> **Exercise requirements**: Return every one of the rows below word for word, leaving out any pictures.

• • • • • • •

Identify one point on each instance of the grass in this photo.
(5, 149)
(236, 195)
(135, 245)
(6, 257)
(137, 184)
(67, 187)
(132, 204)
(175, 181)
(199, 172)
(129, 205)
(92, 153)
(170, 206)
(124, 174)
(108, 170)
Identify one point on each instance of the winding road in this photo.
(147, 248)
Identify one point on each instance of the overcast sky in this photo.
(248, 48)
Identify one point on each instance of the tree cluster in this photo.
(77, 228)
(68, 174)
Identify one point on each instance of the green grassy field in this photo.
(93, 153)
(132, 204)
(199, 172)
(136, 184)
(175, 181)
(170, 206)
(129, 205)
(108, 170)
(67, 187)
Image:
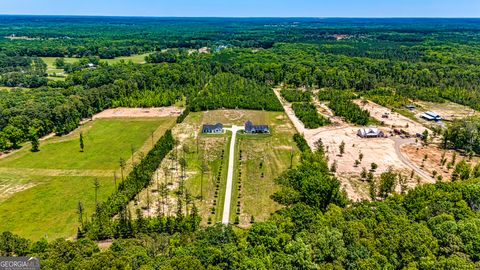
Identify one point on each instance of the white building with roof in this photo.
(431, 116)
(370, 132)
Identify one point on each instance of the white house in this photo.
(370, 132)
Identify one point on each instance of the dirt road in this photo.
(231, 162)
(398, 146)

• • • • • • •

> **Solution to this task**:
Identify one point on each instance of the grass in this photo.
(5, 149)
(236, 195)
(135, 245)
(6, 257)
(137, 184)
(67, 187)
(132, 204)
(175, 181)
(199, 172)
(129, 205)
(92, 153)
(170, 206)
(124, 174)
(108, 170)
Identify one point on each instance of the winding road in this photo.
(147, 248)
Identify one point on each instance of the overcast sky in this photo.
(248, 48)
Identify one point on each instance of the tree cluster in this photo.
(77, 228)
(68, 174)
Identify one point on each instance of the green grassy field in this photo.
(93, 153)
(132, 204)
(199, 172)
(136, 184)
(175, 181)
(170, 206)
(129, 205)
(108, 170)
(67, 187)
Image:
Identify one point on each instance of the white building with roof in this photo.
(431, 116)
(370, 132)
Identify one point on each instance of the white house in this photo.
(370, 132)
Identify one point on each instance of the dirt road in this photo.
(231, 162)
(398, 146)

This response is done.